# TEXT SHOWN:
◇ ◇ ◇

TASS-2017: Workshop on Semantic Analysis at SEPLN

About

The workshop and shared task "Sentiment Analysis at SEPLN (TASS)" has been held since 2012, under the umbrella of the International Conference of the Spanish Society for Natural Language Processing (SEPLN). TASS was the first shared task on sentiment analysis in Twitter in Spanish. Spanish is the second language used in Facebook and Twitter [1], which calls for the development and availability of language-specific methods and resources for sentiment analysis. The initial aim of TASS was the furtherance of research on sentiment analysis in Spanish with a special interest on the language used in Twitter.

Although sentiment analysis is still an open problem, the Organization Committee would like to foster research on other tasks related to the processing of the semantics of texts written in Spanish. Consequently, the name of the workshop/shared task has been changed to "Workshop on Semantic Analysis at SEPLN (TASS)".

As in previous years, TASS-2017 proposes two evaluation tasks related to polarity classification at tweet level and at aspect level. The novelty of this year is the proposal of a new dataset for the task of sentiment analysis at document (tweet) level.

Moreover, the Organization Committee appeals to the research community to propose and organize evaluation tasks related to other semantic tasks in the Spanish language. New tasks provide an opportunity to create linguistic resources, evaluate their usefulness, and promotes the consolidation of a community of researchers interested in the addressed topics. Thus, we encourage the semantic processing community to propose and submit evaluation tasks, with the support of the Organization Committee of TASS.

TASS-2017 will be the 6th event of the series and will be held in conjunction with the 33rd International Conference of the Spanish Society for Natural Language Processing (SEPLN), in Murcia, Spain, on September 19th, 2017.

A Google Group has been set up for this year’s TASS Shared Task where announcements will be made. Do send your questions and feedback to (tass-tasks@googlegroups.com).

Proposal of Tasks

Semantic analysis has given rise to new tasks that attempt to further improve natural language understanding systems. In the context of sentiment analysis, some such tasks are cross- and multi-domain sentiment analysis, as well as aspect-based sentiment analysis. Outside the sentiment analysis arena, other tasks attracting the interest of the research community are stance classification, negation handling, rumour identification, fake news identification, open information extraction, argumentation mining, classification of semantic relations, and question answering of non-factoid questions, to name a few. We encourage the research community to propose evaluation tasks related to such semantic analysis processes in Spanish. The above list is by no means closed, so feel free to submit any evaluation task proposal that you consider interesting for the research community.

Proposals must include the following:

  • Title of the task
  • Description of the evaluation task
  • Linguistic resources available or resources to be created
  • Important dates
  • Organization committee
  • Contact person (name and email)

The proposals must be sent to tass-sepln@googlegroups.com by April 15, 2017. Notification of acceptance April 21, 2017.

◇ ◇ ◇

# RAW RECORDS:
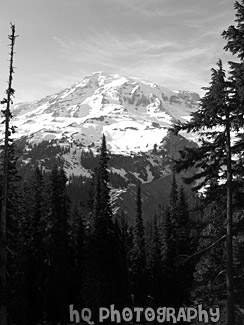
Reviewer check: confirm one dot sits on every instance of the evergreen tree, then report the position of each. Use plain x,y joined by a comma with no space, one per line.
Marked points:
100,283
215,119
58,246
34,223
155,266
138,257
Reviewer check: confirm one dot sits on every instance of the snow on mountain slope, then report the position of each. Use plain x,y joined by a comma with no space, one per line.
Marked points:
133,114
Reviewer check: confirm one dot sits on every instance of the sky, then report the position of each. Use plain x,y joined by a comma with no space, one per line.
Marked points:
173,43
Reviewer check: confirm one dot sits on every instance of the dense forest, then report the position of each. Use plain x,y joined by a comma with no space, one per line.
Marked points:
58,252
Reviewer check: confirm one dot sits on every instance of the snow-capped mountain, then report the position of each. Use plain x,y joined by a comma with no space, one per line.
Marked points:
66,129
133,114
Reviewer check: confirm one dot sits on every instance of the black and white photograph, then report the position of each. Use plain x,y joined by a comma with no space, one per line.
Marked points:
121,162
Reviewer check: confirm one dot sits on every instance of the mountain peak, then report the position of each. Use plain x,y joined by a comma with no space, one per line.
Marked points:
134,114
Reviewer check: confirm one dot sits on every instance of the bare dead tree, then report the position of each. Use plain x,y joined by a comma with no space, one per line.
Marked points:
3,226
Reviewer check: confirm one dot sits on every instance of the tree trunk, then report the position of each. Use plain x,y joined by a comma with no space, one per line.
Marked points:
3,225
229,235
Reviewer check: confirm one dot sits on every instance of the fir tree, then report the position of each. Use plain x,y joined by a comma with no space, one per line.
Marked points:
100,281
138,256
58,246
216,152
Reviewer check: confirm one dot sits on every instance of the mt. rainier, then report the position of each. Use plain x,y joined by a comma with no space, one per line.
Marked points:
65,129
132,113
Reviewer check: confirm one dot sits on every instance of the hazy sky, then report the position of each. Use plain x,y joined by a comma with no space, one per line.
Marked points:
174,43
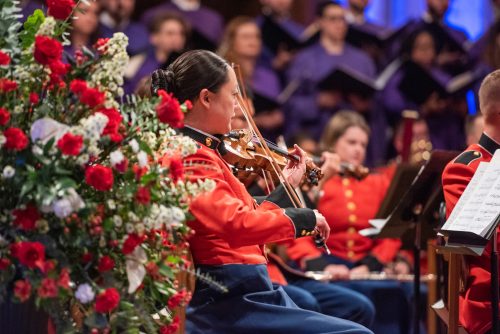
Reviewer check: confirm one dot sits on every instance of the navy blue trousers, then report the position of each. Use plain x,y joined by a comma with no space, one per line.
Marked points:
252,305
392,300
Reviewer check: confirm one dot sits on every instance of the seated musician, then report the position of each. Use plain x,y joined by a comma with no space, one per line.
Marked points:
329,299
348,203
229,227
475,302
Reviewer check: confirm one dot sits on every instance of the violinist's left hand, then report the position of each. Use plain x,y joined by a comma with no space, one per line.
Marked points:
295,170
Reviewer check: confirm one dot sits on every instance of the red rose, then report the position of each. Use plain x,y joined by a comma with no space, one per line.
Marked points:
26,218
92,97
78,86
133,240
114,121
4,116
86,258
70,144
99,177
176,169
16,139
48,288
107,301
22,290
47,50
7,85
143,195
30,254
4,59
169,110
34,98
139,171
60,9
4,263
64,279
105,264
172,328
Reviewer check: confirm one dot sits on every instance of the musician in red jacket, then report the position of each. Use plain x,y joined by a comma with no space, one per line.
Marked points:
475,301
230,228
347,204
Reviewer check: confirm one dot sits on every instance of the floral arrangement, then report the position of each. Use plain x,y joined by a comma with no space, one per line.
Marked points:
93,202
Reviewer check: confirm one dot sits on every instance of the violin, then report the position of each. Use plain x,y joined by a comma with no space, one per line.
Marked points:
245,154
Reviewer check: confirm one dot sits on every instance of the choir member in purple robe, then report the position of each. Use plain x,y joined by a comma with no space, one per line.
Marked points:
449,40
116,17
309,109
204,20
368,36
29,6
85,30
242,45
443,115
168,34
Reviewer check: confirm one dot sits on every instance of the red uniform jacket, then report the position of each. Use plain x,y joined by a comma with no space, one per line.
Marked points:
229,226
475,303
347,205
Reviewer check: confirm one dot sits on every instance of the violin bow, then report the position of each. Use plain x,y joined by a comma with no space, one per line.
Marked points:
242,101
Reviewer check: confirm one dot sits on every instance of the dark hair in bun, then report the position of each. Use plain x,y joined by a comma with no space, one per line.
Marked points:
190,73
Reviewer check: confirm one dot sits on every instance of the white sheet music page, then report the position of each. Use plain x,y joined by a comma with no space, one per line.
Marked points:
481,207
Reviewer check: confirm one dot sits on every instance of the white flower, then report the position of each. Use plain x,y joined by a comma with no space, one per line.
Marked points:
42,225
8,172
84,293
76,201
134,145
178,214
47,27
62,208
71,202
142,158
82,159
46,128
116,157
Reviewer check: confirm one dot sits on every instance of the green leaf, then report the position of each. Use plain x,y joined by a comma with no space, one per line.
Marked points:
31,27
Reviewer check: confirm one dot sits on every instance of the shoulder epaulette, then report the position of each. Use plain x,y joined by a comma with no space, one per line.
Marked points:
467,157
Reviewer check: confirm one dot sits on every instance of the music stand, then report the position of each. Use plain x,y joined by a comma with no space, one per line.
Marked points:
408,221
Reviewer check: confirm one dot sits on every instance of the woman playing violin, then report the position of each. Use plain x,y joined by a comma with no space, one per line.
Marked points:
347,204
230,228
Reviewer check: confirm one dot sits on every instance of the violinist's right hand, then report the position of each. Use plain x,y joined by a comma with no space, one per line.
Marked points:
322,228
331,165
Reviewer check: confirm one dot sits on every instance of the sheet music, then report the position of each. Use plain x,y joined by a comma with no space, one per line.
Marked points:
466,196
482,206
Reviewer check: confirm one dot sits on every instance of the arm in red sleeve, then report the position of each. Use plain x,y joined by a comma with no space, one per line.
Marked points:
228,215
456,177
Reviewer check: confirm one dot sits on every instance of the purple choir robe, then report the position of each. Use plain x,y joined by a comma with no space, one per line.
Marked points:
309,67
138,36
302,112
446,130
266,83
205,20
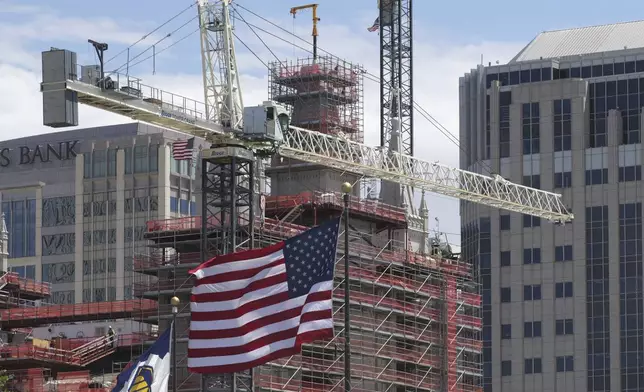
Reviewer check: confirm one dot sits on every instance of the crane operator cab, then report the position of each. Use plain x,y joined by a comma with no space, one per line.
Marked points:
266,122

◇ ◇ ◇

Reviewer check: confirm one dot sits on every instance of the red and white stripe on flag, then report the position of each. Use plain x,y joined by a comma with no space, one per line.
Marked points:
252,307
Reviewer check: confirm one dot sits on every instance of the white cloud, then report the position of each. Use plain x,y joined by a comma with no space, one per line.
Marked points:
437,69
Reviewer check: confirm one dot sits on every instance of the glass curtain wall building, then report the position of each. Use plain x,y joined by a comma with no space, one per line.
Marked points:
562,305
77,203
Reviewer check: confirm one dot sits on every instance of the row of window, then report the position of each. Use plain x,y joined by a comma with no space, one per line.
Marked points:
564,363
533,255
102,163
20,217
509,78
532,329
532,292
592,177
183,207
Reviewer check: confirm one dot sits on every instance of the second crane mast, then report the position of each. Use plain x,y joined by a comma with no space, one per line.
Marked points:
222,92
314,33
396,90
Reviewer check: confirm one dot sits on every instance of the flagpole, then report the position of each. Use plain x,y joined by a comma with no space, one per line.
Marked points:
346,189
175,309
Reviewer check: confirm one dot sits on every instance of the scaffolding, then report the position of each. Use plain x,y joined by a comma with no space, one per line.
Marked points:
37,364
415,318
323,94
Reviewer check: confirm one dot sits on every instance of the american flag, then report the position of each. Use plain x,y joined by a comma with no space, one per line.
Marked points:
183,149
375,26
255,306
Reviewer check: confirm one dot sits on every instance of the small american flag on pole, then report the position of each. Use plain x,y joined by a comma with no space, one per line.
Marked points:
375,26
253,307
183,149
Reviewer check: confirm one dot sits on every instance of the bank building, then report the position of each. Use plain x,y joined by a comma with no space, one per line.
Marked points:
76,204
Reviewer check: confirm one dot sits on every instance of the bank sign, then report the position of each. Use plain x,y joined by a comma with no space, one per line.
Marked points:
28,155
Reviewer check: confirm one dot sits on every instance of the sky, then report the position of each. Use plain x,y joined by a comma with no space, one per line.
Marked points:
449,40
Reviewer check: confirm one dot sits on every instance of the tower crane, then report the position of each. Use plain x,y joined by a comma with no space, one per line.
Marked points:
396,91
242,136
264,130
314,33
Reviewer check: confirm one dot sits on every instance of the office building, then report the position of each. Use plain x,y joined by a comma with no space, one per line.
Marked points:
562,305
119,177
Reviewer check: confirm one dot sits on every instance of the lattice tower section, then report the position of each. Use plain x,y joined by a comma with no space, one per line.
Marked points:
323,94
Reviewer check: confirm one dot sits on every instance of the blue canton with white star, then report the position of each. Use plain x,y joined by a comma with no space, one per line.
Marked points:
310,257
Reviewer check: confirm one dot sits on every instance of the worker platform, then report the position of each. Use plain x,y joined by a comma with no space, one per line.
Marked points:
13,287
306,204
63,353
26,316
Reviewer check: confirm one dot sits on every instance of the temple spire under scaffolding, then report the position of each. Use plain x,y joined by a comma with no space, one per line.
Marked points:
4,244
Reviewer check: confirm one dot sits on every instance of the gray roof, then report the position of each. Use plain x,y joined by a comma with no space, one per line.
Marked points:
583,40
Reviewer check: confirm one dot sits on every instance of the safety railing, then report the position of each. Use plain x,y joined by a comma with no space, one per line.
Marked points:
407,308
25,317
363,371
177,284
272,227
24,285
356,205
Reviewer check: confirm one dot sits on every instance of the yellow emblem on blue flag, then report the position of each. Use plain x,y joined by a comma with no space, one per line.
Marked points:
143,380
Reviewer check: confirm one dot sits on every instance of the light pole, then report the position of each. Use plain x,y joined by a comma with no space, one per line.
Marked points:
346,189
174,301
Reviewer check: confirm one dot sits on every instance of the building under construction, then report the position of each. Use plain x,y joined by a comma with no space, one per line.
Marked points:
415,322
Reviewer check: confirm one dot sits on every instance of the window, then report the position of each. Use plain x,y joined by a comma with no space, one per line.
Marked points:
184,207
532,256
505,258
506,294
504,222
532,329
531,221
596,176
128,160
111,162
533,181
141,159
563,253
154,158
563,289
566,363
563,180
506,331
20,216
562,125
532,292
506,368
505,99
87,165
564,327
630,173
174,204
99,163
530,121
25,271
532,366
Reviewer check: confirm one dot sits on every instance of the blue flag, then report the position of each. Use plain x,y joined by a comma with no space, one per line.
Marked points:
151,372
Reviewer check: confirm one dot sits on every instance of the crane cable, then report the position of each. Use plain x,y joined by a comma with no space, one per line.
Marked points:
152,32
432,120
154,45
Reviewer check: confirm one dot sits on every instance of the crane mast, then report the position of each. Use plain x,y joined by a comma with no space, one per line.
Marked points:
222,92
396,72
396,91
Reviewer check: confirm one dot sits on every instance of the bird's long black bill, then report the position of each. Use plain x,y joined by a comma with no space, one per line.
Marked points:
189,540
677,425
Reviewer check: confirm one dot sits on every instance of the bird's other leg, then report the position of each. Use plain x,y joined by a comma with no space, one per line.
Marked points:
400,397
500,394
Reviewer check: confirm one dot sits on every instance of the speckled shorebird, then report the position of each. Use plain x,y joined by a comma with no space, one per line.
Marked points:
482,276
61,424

◇ ◇ ◇

# TASK GOAL:
Carry on the TASS-2017 workshop announcement from its last sentence, writing what comes next.

# OUTPUT:
Tasks

Although TASS-2017 will include tasks related to several types of semantic processing tasks, sentiment analysis is still the main target of the workshop. Two tasks address the performance of polarity classification systems of tweets written in Spanish.

Task 1: Sentiment Analysis at Tweet level

This task focuses on the evaluation of polarity classification systems at tweet level in Spanish. Training, development and test datasets will be provided in order to train and evaluate the systems. The new dataset is called InterTASS and it is composed for tweets written in Spanish. For more details, read the Datasets section.

The dataset, which is called InterTASS, is annotated with 4 different polarity labels (P, N, NEU, NONE), and the submitted systems will have to identify the intensity of the opinion expressed in each tweet.

The submitted systems can used any set of data as training dataset, i.e. the training set of InterTASS, other training set from the previous editions or other set of tweets. However, it is forbiden the use of the test set of InterTASS and the test set of the datasets of previous editions as training data. Participants can use any kind of linguistic resource for the development of their classification model. The systems must be evaluated on the test set of InterTASS and the General Corpus of TASS (see previous editions). Participants are expected to submit three experiments per each evaluation set, so each participant team can submit a maximum of 6 systems.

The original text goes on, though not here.